──────── DOCUMENT EXTRACT ────────

If you don't have two object files, but one object file with separate sections, or two groups of object files, the difference will be in the section wildcards.

Regarding the Kernel.asm action plan, I would only change "call Higher_Half_Main" with "jmp Higher_Half_Main". Not that it would matter much since you will probably change the stack location soon after. After switching to the higher half, the physical memory between 0x100000 and the higher_pstart marker (if you use my script) can be considered unallocated (i.e. free).

Edit: I used "/DISCARD/ : { *(*) }" in the first script. That is not the most elegant solution, as you may imagine. It is more proper to list specific sections in the "DISCARD" block and use "--orphan-handling=warn" or "--orphan-handling=error". Some example sections that you may encounter. .eh_frame_hdr and .eh_frame store frame records information for the unwinding engine, but unless you are using C++ or unwind through CFI records and not the frame pointer (see fno-omit-frame-pointer), you wont need those and can discard them. gcc_except_table is for C++ catch statements and destructor code at automatic scope, so it is exceptions related. tdata and tbss are for thread local storage. preinit_array, init_array, or fini_array are initialization hooks, which serve as replacements for .init .fini .ctors .dtors. .got. .plt are data and code proxies for PIC builds. The .rel.* sections are immaterial at this stage, unless you are building shared object (i.e., ET_DYN executable) or you are importing dynamic symbols.

Octacone · Post by **Octacone** » Tue Jul 10, 2018 8:36 am

simeonz

This is getting really complicated...
My linker script:

Code: Select all

ENTRY(Pre_Kernel_Main_Lower_Half)
OUTPUT_FORMAT("elf32-i386")
SECTIONS 
{
    . = 0x100000;
    .text_lower_half :
    {
        Objects/Kernel_Assembly.o(.text_lower_half)
        Objects/Higher_Half.o(.text)
    }
    .rodata_lower_half :
    {
        Objects/Higher_Half.o(.rodata)
    }
    .data_lower_half :
    {
        Objects/Higher_Half.o(.data)
    }
    .bss_lower_half :
    {
        bss_start_lower_half = .;
        *(.bss)

──────── RECORDS PROVIDED ────────

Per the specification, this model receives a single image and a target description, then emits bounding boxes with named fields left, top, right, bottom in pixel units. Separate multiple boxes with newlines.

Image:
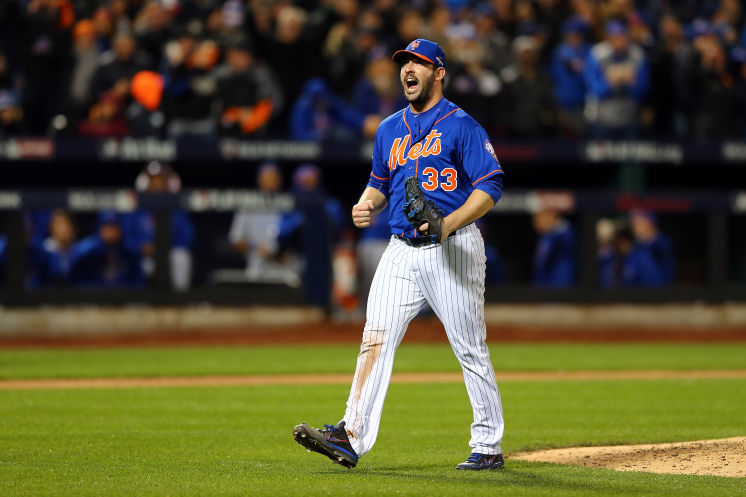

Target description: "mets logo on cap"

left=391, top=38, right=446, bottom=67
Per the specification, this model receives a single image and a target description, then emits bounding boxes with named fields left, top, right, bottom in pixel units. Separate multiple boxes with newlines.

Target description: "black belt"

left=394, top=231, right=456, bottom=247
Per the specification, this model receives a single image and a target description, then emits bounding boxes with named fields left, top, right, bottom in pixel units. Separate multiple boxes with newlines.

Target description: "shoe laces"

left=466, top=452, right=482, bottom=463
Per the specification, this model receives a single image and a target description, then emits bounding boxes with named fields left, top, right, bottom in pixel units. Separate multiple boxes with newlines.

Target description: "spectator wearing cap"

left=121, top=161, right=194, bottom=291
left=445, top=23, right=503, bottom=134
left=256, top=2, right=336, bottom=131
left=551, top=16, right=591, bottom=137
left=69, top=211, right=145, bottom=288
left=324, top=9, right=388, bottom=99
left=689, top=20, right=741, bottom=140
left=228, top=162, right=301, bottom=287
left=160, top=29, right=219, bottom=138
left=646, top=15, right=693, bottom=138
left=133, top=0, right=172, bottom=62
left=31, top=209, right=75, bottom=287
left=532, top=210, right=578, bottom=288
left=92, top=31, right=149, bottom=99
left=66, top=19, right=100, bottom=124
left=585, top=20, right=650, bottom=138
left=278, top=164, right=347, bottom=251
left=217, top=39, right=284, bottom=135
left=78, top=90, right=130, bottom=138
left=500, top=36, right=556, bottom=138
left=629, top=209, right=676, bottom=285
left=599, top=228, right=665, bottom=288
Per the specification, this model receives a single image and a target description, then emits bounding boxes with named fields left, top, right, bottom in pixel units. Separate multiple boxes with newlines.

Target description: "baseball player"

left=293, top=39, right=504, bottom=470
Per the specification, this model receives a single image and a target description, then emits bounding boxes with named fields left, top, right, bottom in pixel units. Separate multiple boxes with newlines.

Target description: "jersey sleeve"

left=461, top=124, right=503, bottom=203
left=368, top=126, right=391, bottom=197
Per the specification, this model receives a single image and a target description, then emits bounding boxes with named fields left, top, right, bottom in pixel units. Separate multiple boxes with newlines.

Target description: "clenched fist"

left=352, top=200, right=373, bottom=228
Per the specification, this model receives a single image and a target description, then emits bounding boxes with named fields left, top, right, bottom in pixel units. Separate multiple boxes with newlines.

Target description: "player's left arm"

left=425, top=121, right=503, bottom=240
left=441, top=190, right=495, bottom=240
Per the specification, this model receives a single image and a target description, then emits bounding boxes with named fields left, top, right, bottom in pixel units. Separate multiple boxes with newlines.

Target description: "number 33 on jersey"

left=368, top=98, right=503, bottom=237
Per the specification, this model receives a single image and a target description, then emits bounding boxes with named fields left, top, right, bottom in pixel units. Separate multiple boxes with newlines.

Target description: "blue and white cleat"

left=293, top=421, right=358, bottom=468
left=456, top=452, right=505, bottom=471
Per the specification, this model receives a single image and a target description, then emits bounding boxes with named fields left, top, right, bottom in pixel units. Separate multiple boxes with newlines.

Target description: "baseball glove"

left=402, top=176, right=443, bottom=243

────────
──────── RECORDS PROVIDED ────────

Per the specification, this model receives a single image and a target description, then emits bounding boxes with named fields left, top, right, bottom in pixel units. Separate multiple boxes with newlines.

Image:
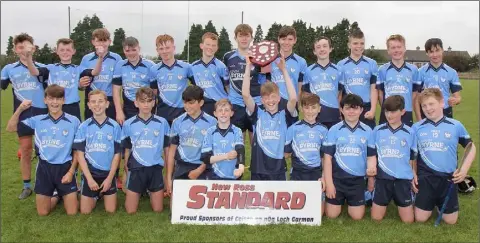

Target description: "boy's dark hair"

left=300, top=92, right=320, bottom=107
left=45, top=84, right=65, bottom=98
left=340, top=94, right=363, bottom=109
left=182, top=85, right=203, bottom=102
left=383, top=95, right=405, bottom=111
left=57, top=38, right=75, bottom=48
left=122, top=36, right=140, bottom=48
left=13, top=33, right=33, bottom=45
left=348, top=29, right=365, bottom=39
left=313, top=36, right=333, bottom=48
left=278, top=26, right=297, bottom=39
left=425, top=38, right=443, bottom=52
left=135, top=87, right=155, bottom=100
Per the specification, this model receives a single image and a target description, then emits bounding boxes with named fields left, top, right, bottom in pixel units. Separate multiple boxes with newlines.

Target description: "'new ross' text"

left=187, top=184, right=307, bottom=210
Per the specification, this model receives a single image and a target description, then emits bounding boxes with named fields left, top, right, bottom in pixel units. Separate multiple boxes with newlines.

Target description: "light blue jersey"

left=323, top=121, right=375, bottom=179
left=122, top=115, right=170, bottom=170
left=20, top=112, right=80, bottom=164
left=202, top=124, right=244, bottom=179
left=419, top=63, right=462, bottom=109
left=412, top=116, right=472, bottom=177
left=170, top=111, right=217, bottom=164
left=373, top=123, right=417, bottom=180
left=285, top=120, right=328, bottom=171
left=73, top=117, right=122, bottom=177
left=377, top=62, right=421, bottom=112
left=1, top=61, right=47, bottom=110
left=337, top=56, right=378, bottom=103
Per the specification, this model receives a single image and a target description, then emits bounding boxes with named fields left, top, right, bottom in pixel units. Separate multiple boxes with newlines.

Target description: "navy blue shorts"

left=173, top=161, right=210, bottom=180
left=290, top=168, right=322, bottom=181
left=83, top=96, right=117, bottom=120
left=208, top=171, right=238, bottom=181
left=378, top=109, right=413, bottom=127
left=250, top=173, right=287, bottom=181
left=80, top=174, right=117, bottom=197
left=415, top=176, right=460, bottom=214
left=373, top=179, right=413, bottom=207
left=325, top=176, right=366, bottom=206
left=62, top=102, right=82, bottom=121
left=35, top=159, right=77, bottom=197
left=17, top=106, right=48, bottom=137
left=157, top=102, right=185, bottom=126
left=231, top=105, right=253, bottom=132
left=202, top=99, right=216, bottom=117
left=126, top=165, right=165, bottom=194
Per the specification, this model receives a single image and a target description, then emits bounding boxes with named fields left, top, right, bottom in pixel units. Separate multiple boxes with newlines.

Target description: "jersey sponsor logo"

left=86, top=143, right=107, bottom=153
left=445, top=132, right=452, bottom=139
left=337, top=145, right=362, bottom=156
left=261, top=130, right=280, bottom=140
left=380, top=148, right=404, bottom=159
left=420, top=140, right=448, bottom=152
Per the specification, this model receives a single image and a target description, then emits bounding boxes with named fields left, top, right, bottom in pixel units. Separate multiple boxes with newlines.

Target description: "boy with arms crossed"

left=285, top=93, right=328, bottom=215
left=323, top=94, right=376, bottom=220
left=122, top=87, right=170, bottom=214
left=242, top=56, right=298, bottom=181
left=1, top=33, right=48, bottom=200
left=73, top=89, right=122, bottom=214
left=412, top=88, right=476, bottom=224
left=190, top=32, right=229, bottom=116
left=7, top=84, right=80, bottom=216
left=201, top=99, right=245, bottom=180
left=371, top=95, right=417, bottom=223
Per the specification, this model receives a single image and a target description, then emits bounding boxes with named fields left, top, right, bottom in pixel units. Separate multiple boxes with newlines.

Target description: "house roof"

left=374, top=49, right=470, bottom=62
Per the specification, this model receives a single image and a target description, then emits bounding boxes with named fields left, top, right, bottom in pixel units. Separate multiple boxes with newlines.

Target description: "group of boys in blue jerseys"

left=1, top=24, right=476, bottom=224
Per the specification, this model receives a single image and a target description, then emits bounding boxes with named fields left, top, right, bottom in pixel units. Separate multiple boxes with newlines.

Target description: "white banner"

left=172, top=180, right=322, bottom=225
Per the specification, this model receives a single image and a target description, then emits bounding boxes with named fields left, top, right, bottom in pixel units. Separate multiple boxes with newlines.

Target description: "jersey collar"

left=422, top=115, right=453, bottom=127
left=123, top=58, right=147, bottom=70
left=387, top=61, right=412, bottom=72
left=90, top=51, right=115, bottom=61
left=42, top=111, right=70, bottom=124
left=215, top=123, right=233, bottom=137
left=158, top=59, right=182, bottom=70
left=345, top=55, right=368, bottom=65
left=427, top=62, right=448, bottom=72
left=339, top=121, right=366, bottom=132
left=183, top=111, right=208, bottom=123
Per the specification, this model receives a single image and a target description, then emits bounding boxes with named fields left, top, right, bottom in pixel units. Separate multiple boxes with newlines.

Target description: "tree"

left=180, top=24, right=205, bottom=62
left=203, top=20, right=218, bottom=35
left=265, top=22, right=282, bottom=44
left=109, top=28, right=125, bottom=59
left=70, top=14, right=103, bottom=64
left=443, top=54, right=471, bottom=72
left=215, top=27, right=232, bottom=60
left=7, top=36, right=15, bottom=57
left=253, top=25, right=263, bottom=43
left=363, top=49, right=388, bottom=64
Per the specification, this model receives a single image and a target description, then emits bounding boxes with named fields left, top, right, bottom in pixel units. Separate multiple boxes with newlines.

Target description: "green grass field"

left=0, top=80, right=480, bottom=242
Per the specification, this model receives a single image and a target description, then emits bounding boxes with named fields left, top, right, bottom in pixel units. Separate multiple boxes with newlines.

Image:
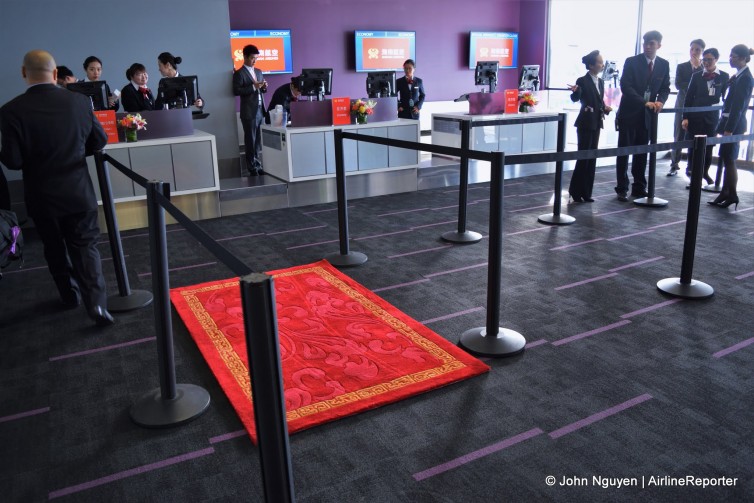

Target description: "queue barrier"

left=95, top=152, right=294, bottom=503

────────

Please mark each statement about the linker script thread as yes or no, quoting the words of the thread that decide it: (a) the sections tdata and tbss are used for thread local storage; (b) the suggested edit to the Kernel.asm plan turns a jmp into a call; (c) the posted linker script sets the location counter to 0x200000.

(a) Yes: "tdata and tbss are for thread local storage."
(b) No: "I would only change "call Higher_Half_Main" with "jmp Higher_Half_Main"."
(c) No: ". = 0x100000;"